== DOCUMENT

Let \(Q(z) = Q_{-m}z^{-m} + \cdots + Q_{m}z^{m} \ge 0, z \in {\mathbb {T}},\) where \(Q_{j} \in \Omega _{2n}.\) Let \(Z = \begin{bmatrix} Q_{0} &{} Q_{-1} &{} \ldots &{} Q_{-m}\\ Q_{1} &{} 0 &{} \ldots &{} 0\\ \vdots &{} \vdots &{} &{} \vdots \\ Q_{m} &{} 0 &{} \ldots &{} 0 \end{bmatrix},\) and introduce the convex set

$$\begin{aligned} {\mathcal {G}}=\Bigg \{X \in {\mathbb {C}}^{2nm \times 2nm}\mid A(X):= Z- \begin{bmatrix} X &{} 0\\ 0 &{} 0_{2n} \end{bmatrix} + \begin{bmatrix} 0_{2n} &{} 0\\ 0 &{} X \end{bmatrix} \ge 0 \Bigg \}. \end{aligned}$$

Then,  \({\mathcal {G}}\) has elements \(X_{\textrm{max}}\) and \(X_{\textrm{min}}\) that are maximal and minimal with respect to the Loewner ordering,  respectively;  i.e.,  \(X_{\textrm{max}}, X_{\textrm{min}} \in {\mathcal {G}}\) have the property that \(X \in {\mathcal {G}}\) implies \(X_{\textrm{min}} \le X \le X_{\textrm{max}}.\) Writing \(X_{\textrm{max}}=(X^\textrm{max}_{ij})_{i,j=1}^m\) and \(X_{\textrm{min}}=(X^\textrm{min}_{ij})_{i,j=1}^m,\) we have that \(X^{\textrm{max}}_{ij}, X^\textrm{min}_{ij}\in \Omega _{2n}.\)

====

* EXERCISE OBJECTIVE *
Rewrite the paragraph beginning "Then," from the matrix excerpt above as a short bulleted list that keeps its main facts.

== SUPPLIED RECORDS

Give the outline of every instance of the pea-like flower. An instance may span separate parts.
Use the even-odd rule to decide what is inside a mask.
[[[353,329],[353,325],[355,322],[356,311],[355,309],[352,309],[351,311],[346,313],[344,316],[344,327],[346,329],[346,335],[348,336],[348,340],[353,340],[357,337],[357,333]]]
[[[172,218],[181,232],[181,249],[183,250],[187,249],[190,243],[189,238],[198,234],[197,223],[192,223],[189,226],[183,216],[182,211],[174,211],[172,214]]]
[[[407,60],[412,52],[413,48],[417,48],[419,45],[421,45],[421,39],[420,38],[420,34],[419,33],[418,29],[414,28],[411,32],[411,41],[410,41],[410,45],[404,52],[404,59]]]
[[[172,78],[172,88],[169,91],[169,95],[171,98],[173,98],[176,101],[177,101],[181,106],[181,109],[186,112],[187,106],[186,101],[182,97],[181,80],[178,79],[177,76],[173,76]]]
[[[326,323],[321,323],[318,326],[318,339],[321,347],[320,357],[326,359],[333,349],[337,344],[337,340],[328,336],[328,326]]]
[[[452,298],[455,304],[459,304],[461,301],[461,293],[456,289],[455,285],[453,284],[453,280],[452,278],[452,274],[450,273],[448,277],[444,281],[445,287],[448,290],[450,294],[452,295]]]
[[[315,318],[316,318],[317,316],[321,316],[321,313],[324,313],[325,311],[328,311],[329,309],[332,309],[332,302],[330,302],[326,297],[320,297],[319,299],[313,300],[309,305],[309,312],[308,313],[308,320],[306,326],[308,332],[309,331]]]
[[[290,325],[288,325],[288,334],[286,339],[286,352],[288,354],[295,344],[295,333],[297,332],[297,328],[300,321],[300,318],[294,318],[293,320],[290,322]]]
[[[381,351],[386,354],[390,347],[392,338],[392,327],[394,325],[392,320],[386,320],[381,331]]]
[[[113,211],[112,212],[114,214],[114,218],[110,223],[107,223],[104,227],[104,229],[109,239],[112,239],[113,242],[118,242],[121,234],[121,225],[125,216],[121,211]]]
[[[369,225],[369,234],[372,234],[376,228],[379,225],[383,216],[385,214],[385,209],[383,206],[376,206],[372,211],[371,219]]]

====

* WORKED SOLUTION *
- The set \(\mathcal{G}\) has a maximal element \(X_{\max}\) and a minimal element \(X_{\min}\) with respect to the Loewner ordering.
- Any \(X \in \mathcal{G}\) satisfies \(X_{\min} \le X \le X_{\max}\).
- With \(X_{\max} = (X^{\max}_{ij})_{i,j=1}^m\) and \(X_{\min} = (X^{\min}_{ij})_{i,j=1}^m\), every block \(X^{\max}_{ij}\) and \(X^{\min}_{ij}\) lies in \(\Omega_{2n}\).